Copy the lines below without any change, starting at the line that contains "Highlight wooden headboard." and ending at the line that contains "[367,216,384,243]".

** Begin INFORMATION SHOWN **

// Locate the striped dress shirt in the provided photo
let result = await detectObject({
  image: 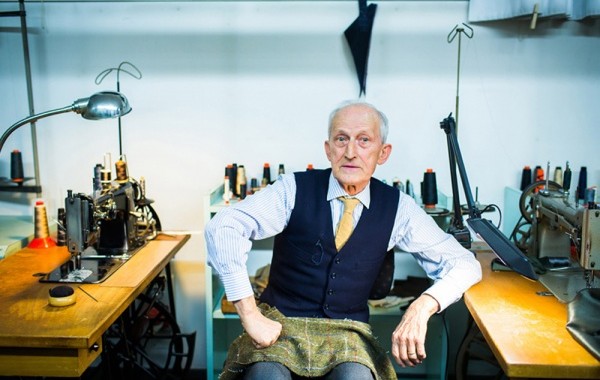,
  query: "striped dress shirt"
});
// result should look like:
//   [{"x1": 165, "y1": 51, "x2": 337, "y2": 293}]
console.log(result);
[{"x1": 205, "y1": 174, "x2": 481, "y2": 311}]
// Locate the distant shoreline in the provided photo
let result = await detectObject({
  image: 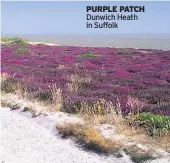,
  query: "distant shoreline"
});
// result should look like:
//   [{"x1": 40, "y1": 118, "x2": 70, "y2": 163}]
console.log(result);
[{"x1": 2, "y1": 34, "x2": 170, "y2": 50}]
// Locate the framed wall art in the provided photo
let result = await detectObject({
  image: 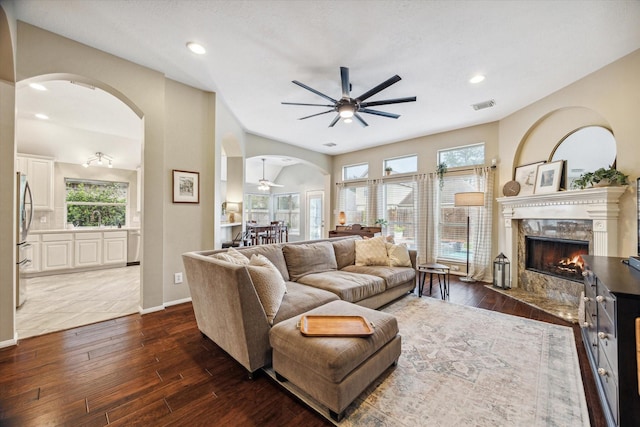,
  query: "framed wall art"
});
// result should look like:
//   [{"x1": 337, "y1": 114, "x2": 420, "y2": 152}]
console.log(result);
[
  {"x1": 172, "y1": 169, "x2": 200, "y2": 203},
  {"x1": 514, "y1": 161, "x2": 545, "y2": 196},
  {"x1": 534, "y1": 160, "x2": 564, "y2": 194}
]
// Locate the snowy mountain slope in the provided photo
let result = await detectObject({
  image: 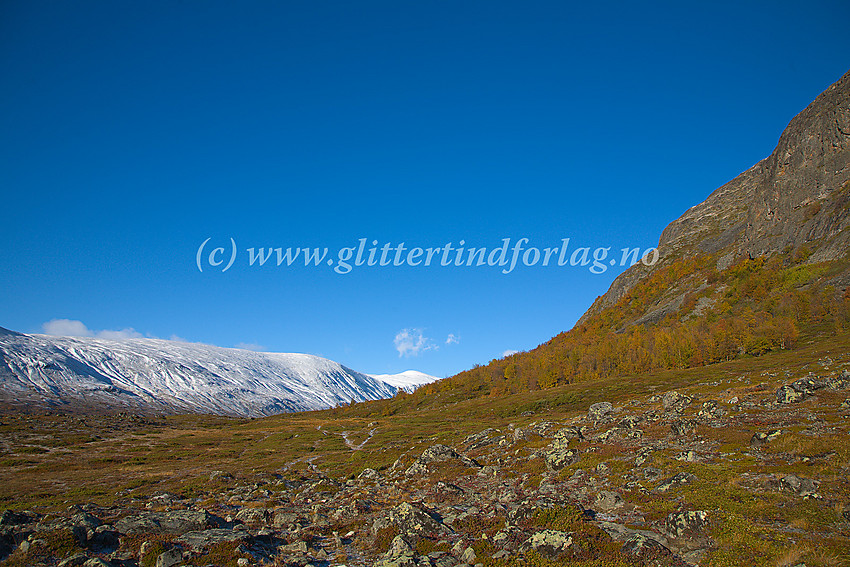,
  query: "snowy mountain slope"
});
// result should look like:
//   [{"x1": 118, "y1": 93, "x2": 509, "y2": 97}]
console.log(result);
[
  {"x1": 369, "y1": 370, "x2": 439, "y2": 392},
  {"x1": 0, "y1": 329, "x2": 398, "y2": 417}
]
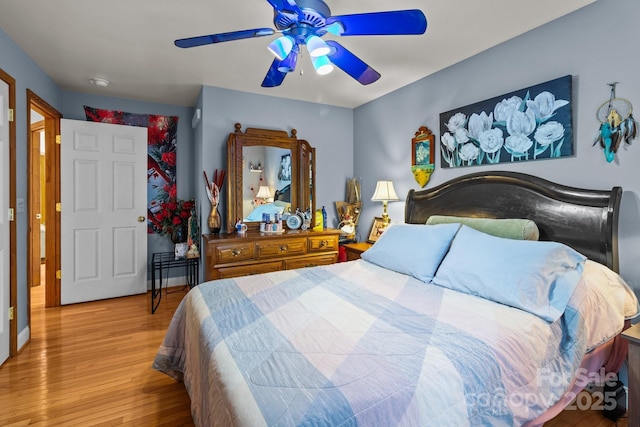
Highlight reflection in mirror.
[242,145,291,221]
[227,123,315,232]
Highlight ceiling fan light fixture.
[307,35,331,57]
[311,55,333,76]
[268,36,293,61]
[278,49,298,73]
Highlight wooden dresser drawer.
[215,242,254,264]
[284,254,338,270]
[309,235,338,252]
[202,229,340,281]
[218,261,282,279]
[256,238,307,259]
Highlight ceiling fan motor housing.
[273,0,331,44]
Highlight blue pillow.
[360,224,460,282]
[433,225,586,322]
[244,203,284,221]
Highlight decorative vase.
[207,203,222,234]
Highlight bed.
[153,172,638,426]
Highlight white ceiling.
[0,0,595,108]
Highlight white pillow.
[433,225,586,322]
[360,224,460,282]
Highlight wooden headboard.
[405,172,622,272]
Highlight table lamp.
[371,181,400,228]
[256,185,273,203]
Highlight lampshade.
[307,35,331,57]
[311,56,333,76]
[268,36,293,61]
[256,185,271,199]
[371,181,400,202]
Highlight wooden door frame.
[27,89,62,314]
[27,118,46,290]
[0,68,18,357]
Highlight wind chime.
[593,82,638,163]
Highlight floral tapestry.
[84,105,178,234]
[440,76,573,168]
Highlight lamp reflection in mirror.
[371,181,400,228]
[256,185,273,204]
[268,36,293,61]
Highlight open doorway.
[27,90,62,342]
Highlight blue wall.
[354,0,640,294]
[0,30,62,333]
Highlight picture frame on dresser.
[367,216,384,243]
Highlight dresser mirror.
[227,123,315,232]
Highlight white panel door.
[60,119,147,304]
[0,80,11,365]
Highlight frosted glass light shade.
[311,56,333,76]
[268,36,293,61]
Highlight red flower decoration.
[162,151,176,166]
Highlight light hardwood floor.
[0,276,627,427]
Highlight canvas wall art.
[440,75,574,168]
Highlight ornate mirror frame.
[227,123,316,233]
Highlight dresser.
[202,229,341,281]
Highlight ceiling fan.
[175,0,427,87]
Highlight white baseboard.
[18,325,31,352]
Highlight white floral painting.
[440,75,573,168]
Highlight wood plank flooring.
[0,276,627,427]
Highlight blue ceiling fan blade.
[174,28,275,48]
[261,58,287,87]
[327,40,380,85]
[326,9,427,36]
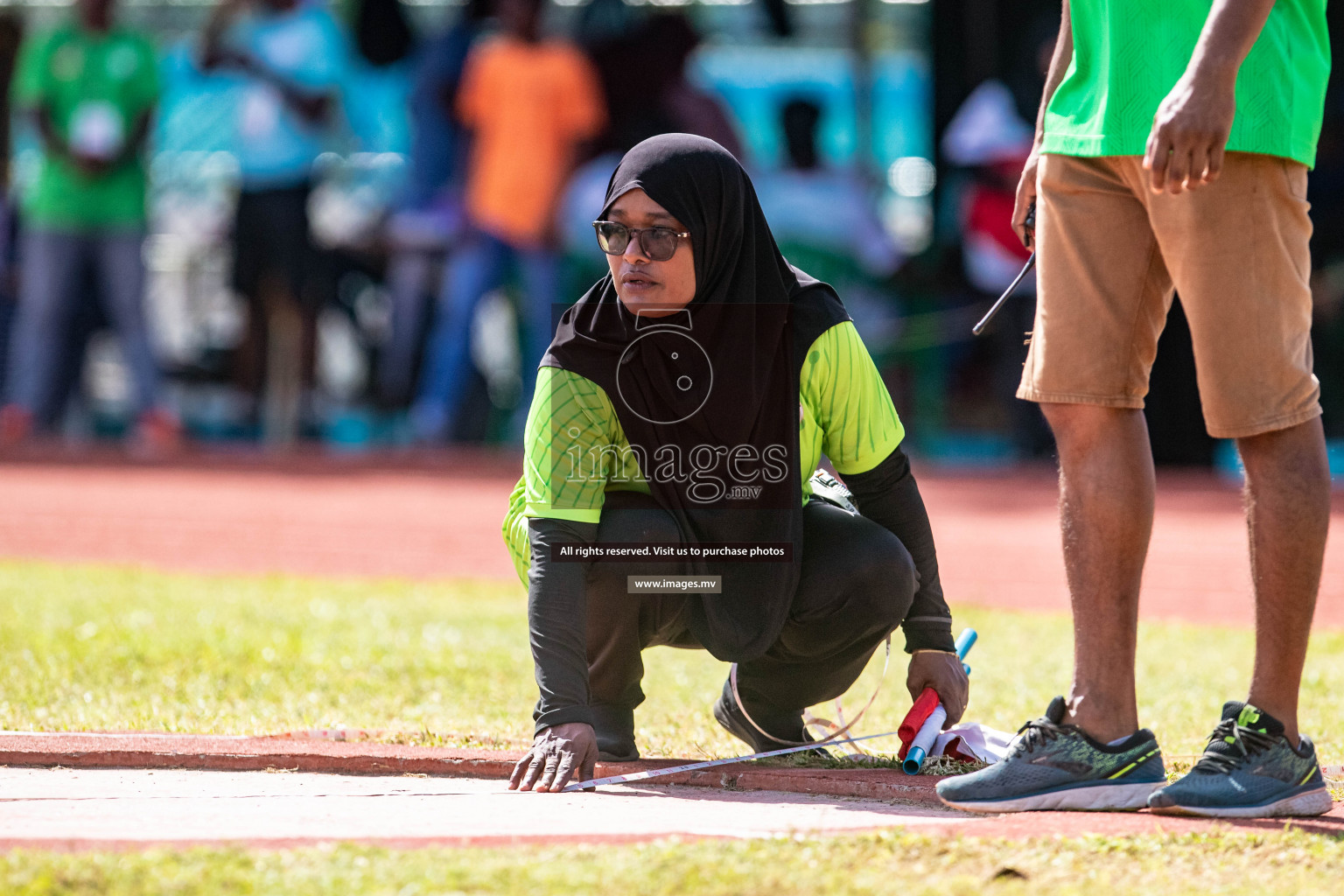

** End INFORMATION SHOWN **

(RIGHT ANSWER):
Highlight wooden headboard.
[405,172,622,272]
Highlight table lamp.
[371,181,400,228]
[256,185,273,203]
Highlight lampshade.
[307,35,331,57]
[311,56,333,76]
[268,36,293,61]
[256,185,271,199]
[371,181,400,202]
Highlight wooden door frame.
[27,89,62,314]
[27,118,46,290]
[0,68,18,357]
Highlight wind chime.
[593,82,638,163]
Highlight floral tapestry.
[84,105,178,234]
[440,76,573,168]
Highlight lamp reflection in mirror.
[371,181,400,228]
[256,185,273,204]
[268,36,293,61]
Highlight open doorway.
[27,90,62,342]
Highlight blue wall.
[354,0,640,294]
[0,30,62,333]
Highlight picture frame on dresser.
[367,216,384,243]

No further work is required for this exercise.